▶ [Assigned task]: Please retype every entry below, keeping it exactly the same.

[Stored data entries]
Start of Block
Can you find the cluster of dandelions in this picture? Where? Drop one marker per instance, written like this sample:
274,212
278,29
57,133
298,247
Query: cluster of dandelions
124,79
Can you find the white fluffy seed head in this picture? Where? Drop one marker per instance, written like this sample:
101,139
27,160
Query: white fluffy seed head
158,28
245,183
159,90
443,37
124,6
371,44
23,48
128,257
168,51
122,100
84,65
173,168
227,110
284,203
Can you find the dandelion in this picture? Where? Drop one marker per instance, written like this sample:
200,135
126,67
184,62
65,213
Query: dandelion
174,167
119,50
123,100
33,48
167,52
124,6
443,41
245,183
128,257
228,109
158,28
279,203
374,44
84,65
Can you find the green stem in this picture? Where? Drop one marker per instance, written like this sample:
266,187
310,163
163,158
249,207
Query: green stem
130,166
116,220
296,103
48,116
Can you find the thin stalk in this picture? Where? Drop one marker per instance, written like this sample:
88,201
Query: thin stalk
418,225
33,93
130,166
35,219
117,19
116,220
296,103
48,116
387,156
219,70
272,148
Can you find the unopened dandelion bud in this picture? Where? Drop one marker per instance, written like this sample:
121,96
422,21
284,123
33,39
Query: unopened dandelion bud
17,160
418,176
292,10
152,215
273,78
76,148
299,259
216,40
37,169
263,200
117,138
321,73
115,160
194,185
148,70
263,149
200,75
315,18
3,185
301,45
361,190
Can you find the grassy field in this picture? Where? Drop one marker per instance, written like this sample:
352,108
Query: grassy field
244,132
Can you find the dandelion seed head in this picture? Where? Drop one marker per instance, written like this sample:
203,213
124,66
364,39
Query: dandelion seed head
End of Block
▶ [Solved problem]:
Can you find the cluster of dandelions in this picture? Where? Drop one marker per instance, written like this sample:
274,212
278,29
57,133
298,247
Query: cluster of dandelions
124,79
Can you find the white fluffy seed head in this picture? Where? Drop one marker per instance, written like this sample:
101,139
27,160
Query: white fluffy seed head
158,28
245,183
159,90
443,37
124,6
371,44
23,48
128,257
168,51
122,100
84,65
173,168
227,110
284,203
Can you find the dandelion in this picture? Where? Drop one marker per instance, written like this sample:
200,135
126,67
184,62
65,213
Query: dandelion
174,167
119,50
123,100
33,48
167,52
124,6
443,41
245,183
128,257
228,109
158,28
279,203
374,44
84,65
Can you find the green stem in this picture? Where? Drop one marker per instance, written like this sample:
266,187
310,163
163,158
249,207
Query: green stem
130,166
116,220
296,103
48,116
Can you find the thin stalk in this picture? Where? Drop one marker per instance, written like this sample:
88,201
Query: thin stalk
418,225
33,93
130,166
35,219
117,19
116,220
296,103
48,116
387,156
219,70
272,148
Can you find the unopened dandelion bud in this picture? Where? Drop one marker per instance, written like this sample:
121,96
422,21
284,123
33,39
Query: unopened dandelion bud
17,160
418,176
292,10
152,215
273,78
76,148
299,259
216,40
37,169
263,200
117,138
321,73
115,160
194,185
148,70
263,149
200,75
315,18
3,185
301,45
361,190
Can you find the grassy field in this picture? Where? Drop one marker per instance, written like this sample:
352,108
Query: grassy field
244,132
Can you find the dandelion seed head in this picture? Where? Drop one marker per instance, written like this sample:
203,213
124,66
364,39
Query: dandelion seed head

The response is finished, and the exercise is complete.